**Task requirements**
Reproduce everything from the start of the entries down to and including the line containing "(1301, 359)", replacing "photo" with "image" and leaving all else unchanged. Omit the pictures from your answer.

>> Begin Excerpted records

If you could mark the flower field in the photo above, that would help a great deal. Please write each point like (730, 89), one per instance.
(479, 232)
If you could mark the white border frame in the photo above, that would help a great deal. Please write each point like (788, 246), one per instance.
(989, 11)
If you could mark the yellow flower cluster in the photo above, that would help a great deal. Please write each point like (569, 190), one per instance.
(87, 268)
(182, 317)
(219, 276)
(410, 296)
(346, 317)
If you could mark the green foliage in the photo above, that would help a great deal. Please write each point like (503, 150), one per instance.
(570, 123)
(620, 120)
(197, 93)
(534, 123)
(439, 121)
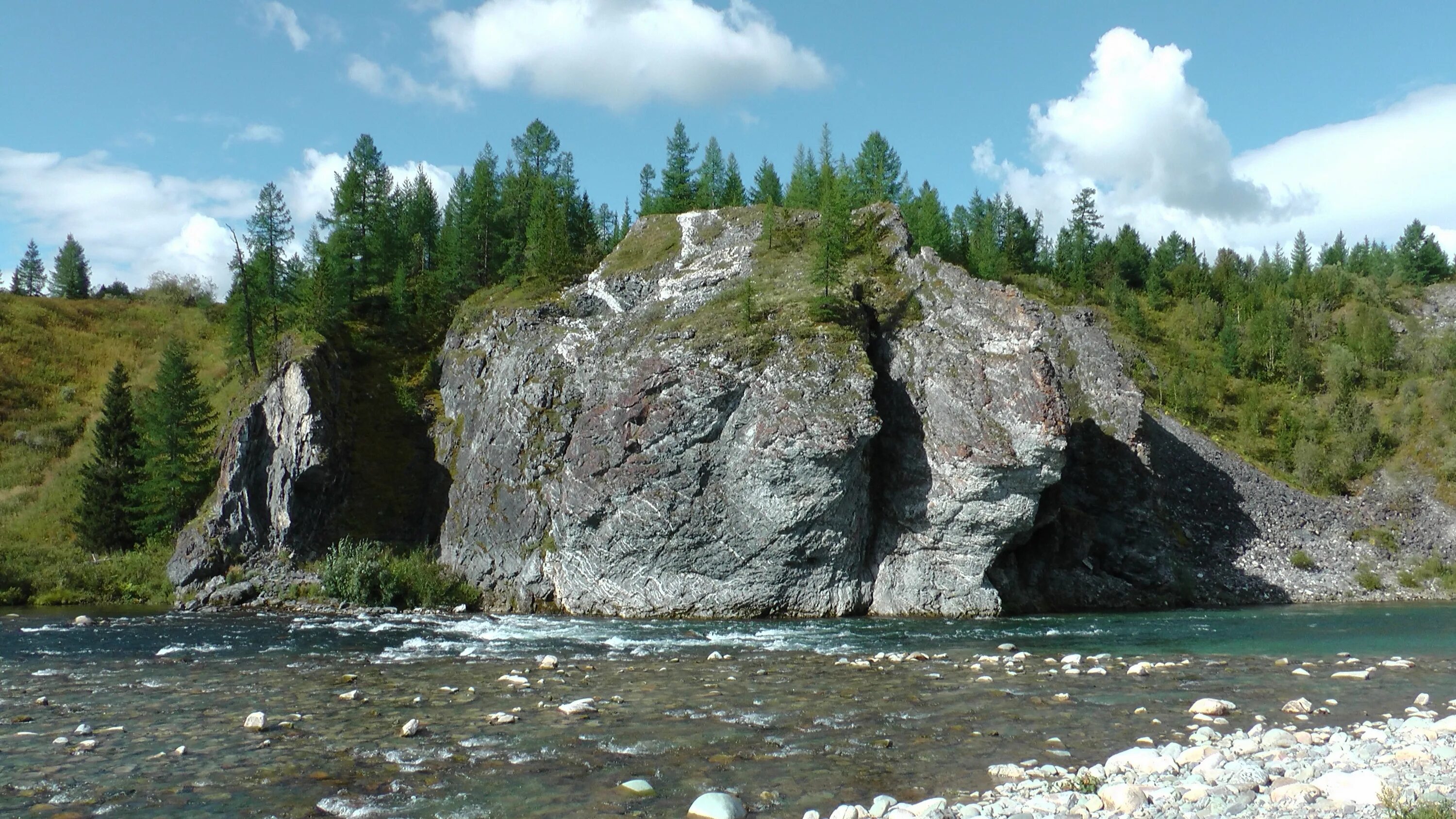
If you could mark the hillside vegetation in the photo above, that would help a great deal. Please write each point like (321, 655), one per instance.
(54, 360)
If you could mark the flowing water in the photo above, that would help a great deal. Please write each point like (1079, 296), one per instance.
(781, 721)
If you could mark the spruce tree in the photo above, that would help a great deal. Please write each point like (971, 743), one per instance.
(678, 178)
(712, 177)
(771, 223)
(107, 514)
(804, 182)
(72, 271)
(877, 172)
(1301, 255)
(766, 187)
(30, 274)
(832, 239)
(647, 197)
(734, 194)
(270, 229)
(177, 442)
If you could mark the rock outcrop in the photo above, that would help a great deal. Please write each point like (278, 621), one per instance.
(281, 477)
(611, 454)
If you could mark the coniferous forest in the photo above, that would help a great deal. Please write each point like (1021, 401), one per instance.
(1301, 359)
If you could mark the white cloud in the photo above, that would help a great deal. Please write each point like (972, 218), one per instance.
(255, 134)
(625, 53)
(1143, 137)
(399, 85)
(279, 16)
(130, 222)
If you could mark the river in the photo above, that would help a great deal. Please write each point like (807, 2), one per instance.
(784, 721)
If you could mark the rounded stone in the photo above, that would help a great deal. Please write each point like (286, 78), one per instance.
(717, 806)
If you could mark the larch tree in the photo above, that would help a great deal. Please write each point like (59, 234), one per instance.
(270, 229)
(734, 196)
(107, 515)
(804, 182)
(177, 442)
(72, 271)
(766, 185)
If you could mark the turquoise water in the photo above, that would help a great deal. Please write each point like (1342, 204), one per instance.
(779, 722)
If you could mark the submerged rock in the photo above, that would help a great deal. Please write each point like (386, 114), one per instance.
(717, 806)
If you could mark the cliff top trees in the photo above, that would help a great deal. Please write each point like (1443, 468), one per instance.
(72, 271)
(1419, 257)
(766, 187)
(678, 177)
(878, 177)
(107, 515)
(30, 274)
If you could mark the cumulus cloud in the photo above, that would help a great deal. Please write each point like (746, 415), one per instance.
(130, 222)
(625, 53)
(399, 85)
(279, 16)
(134, 223)
(255, 134)
(1143, 137)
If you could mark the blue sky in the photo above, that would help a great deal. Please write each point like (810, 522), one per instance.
(1238, 123)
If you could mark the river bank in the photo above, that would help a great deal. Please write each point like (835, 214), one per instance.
(793, 716)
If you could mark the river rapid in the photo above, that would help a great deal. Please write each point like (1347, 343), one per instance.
(788, 715)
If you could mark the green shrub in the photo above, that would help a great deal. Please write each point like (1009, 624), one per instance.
(1378, 536)
(1368, 579)
(1430, 569)
(1422, 809)
(367, 573)
(354, 572)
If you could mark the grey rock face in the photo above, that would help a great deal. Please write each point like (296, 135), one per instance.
(605, 466)
(606, 463)
(280, 480)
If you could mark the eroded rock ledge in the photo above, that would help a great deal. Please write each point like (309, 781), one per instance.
(606, 460)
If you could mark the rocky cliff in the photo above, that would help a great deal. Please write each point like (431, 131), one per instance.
(695, 432)
(618, 451)
(281, 480)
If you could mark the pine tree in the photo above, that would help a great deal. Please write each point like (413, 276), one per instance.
(72, 271)
(678, 178)
(270, 229)
(766, 187)
(177, 437)
(245, 306)
(877, 172)
(1299, 255)
(107, 514)
(30, 274)
(712, 177)
(734, 194)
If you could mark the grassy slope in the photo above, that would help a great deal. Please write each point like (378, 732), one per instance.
(54, 361)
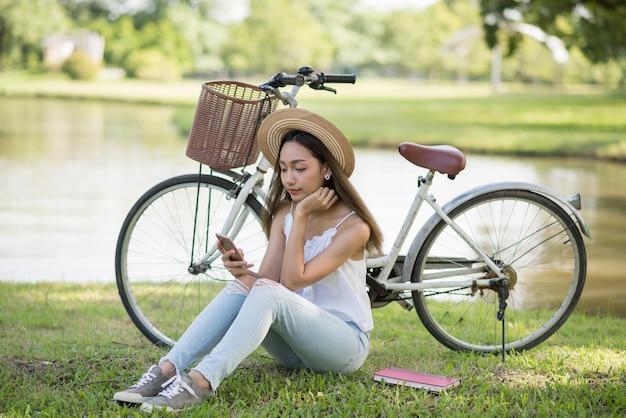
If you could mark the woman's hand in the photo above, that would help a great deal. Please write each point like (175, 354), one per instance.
(321, 199)
(235, 263)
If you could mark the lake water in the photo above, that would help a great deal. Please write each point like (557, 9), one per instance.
(71, 170)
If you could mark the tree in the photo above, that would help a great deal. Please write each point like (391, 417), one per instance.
(22, 28)
(278, 36)
(595, 26)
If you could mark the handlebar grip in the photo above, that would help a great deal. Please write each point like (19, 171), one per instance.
(340, 78)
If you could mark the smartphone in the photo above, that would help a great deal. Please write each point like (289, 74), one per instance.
(228, 245)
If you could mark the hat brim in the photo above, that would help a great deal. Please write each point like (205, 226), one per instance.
(275, 126)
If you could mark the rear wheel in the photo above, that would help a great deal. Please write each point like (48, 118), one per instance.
(541, 251)
(161, 286)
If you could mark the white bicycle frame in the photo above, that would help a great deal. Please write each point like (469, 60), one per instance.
(254, 186)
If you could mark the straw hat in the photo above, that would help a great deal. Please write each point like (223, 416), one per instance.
(274, 128)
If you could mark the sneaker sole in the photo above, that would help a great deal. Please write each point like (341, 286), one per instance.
(131, 398)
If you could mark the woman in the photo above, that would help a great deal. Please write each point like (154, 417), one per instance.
(307, 304)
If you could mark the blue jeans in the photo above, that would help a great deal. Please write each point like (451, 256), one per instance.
(294, 331)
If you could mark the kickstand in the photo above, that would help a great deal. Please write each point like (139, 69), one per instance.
(503, 295)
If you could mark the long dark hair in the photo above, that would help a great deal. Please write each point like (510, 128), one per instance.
(339, 182)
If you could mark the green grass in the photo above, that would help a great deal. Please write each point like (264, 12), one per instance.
(67, 348)
(572, 121)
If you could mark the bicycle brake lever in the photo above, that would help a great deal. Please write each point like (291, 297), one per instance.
(320, 86)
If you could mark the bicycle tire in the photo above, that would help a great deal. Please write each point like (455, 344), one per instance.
(543, 252)
(154, 252)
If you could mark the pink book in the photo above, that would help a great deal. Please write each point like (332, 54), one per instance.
(431, 382)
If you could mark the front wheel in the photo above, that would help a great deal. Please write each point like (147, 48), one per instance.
(161, 284)
(538, 247)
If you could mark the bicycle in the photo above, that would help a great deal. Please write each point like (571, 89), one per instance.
(505, 247)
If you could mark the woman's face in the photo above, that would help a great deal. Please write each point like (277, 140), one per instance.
(300, 172)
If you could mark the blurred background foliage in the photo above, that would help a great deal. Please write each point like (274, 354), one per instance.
(431, 40)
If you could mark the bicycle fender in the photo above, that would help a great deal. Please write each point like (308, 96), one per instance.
(452, 204)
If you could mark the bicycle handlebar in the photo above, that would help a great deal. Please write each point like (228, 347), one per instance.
(305, 76)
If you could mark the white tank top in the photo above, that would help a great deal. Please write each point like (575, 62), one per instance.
(342, 292)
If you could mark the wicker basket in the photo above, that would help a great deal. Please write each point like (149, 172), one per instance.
(224, 126)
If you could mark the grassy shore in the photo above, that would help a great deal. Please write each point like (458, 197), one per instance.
(580, 121)
(67, 348)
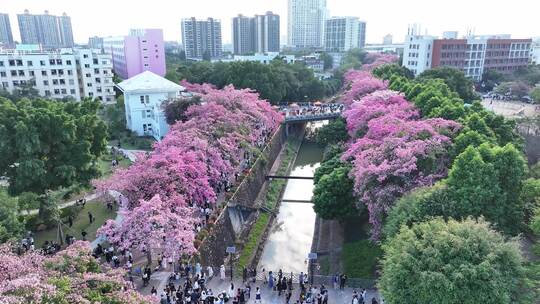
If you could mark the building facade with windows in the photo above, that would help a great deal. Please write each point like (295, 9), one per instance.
(474, 55)
(52, 32)
(202, 38)
(6, 35)
(306, 21)
(344, 33)
(259, 34)
(144, 96)
(142, 50)
(75, 73)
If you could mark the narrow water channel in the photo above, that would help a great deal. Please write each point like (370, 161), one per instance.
(291, 236)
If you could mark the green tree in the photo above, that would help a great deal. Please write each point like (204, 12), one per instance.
(530, 196)
(47, 144)
(451, 262)
(535, 94)
(454, 78)
(10, 226)
(487, 181)
(332, 133)
(386, 71)
(514, 88)
(333, 195)
(175, 109)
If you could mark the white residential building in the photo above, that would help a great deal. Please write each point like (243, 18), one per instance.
(344, 33)
(76, 73)
(306, 21)
(417, 53)
(144, 95)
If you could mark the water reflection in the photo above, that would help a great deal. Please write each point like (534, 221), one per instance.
(291, 236)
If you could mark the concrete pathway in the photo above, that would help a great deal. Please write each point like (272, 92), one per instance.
(269, 296)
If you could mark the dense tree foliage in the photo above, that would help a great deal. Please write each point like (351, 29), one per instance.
(333, 195)
(188, 168)
(70, 276)
(10, 226)
(332, 133)
(47, 144)
(454, 78)
(451, 262)
(276, 82)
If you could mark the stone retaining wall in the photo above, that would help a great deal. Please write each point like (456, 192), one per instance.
(222, 234)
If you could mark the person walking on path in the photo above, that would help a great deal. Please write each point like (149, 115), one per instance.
(258, 296)
(222, 272)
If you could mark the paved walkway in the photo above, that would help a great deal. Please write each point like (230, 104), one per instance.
(335, 296)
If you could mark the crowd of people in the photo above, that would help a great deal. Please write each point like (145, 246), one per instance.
(311, 109)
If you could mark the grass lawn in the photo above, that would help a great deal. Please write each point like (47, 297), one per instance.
(105, 165)
(360, 259)
(99, 211)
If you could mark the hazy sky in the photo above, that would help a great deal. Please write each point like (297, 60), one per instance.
(116, 17)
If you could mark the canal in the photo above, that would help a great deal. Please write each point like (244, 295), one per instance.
(291, 235)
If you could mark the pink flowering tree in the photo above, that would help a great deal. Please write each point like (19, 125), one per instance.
(154, 225)
(188, 168)
(71, 276)
(391, 149)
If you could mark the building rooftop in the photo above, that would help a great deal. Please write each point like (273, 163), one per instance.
(147, 82)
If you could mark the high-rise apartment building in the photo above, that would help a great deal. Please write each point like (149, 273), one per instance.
(6, 36)
(76, 73)
(142, 50)
(344, 33)
(50, 31)
(474, 55)
(243, 35)
(259, 34)
(306, 21)
(202, 38)
(95, 42)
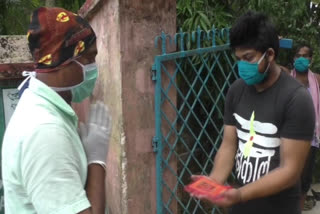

>> End Excerpted records

**Answer for this exercise**
If you could mark the flower field in the image above, that would help a great deal. Please write each point like (730, 89), one per instance.
(479, 232)
If you could mark the white border frame in the image above, that would help a great deal. Please write each point like (788, 246), one per instance.
(989, 11)
If you could mark the yellow flower cluster in the image above, that would help a great deal. Please write each point like (569, 190), one per instance.
(87, 268)
(182, 317)
(219, 276)
(410, 296)
(346, 317)
If you could mark the green foliage in the image above, that would help a great deal. Please write each point like (503, 150), one per instance.
(570, 123)
(620, 120)
(197, 93)
(534, 123)
(439, 121)
If you could mark the hillside vegetation in the image above, that would help a great deal. Please write each point like (321, 655), one per instance.
(54, 360)
If you could mark the flowing water in the image above, that would help a great deal. Please write each point like (1079, 296), one per instance.
(781, 721)
If you could mark the spruce tree in the image above, that would help a great deal. Please write each point like (971, 743), one per instance.
(678, 178)
(712, 177)
(771, 223)
(107, 514)
(804, 182)
(72, 271)
(877, 172)
(1301, 255)
(766, 187)
(30, 274)
(832, 239)
(647, 197)
(734, 194)
(270, 229)
(177, 442)
If you could mark the rock outcrop in the image above, that would help a great deal. Please write each point like (278, 621), one per instance.
(281, 477)
(611, 454)
If you could mark the coniferous forest in the image above, that would help a great deal. Please write each point like (1021, 401), one per instance.
(1301, 359)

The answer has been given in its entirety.